• Given request: Pull out every line of the material below that contains the string "inner", and copy each one in full.

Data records
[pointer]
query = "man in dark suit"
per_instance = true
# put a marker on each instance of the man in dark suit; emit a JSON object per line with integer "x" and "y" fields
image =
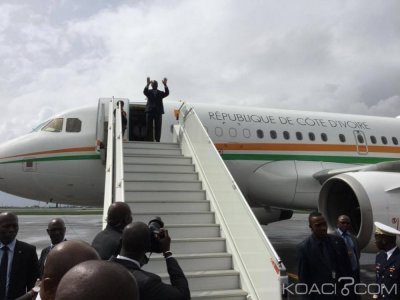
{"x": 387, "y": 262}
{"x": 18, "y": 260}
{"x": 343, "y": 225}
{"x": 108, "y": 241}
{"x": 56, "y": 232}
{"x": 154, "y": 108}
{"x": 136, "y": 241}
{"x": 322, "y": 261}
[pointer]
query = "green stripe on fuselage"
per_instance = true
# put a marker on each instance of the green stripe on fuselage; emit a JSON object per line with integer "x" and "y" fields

...

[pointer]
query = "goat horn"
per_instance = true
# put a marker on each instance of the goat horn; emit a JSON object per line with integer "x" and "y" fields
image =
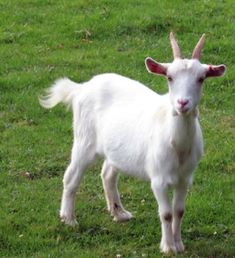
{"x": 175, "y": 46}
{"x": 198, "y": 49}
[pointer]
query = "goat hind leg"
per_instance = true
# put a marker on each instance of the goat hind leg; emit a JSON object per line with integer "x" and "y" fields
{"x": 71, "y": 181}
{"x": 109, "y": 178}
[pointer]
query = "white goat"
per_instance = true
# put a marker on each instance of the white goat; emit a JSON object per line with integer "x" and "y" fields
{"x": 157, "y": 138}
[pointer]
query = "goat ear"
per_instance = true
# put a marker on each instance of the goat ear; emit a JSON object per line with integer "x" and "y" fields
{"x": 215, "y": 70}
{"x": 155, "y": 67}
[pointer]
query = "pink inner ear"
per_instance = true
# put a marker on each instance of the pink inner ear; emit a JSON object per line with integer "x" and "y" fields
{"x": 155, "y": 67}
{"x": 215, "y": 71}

• Complete answer:
query = "pink inner ear"
# put a marker on each instance of the pink inner ear; emit a JSON object per line with integer "x" and "y" fields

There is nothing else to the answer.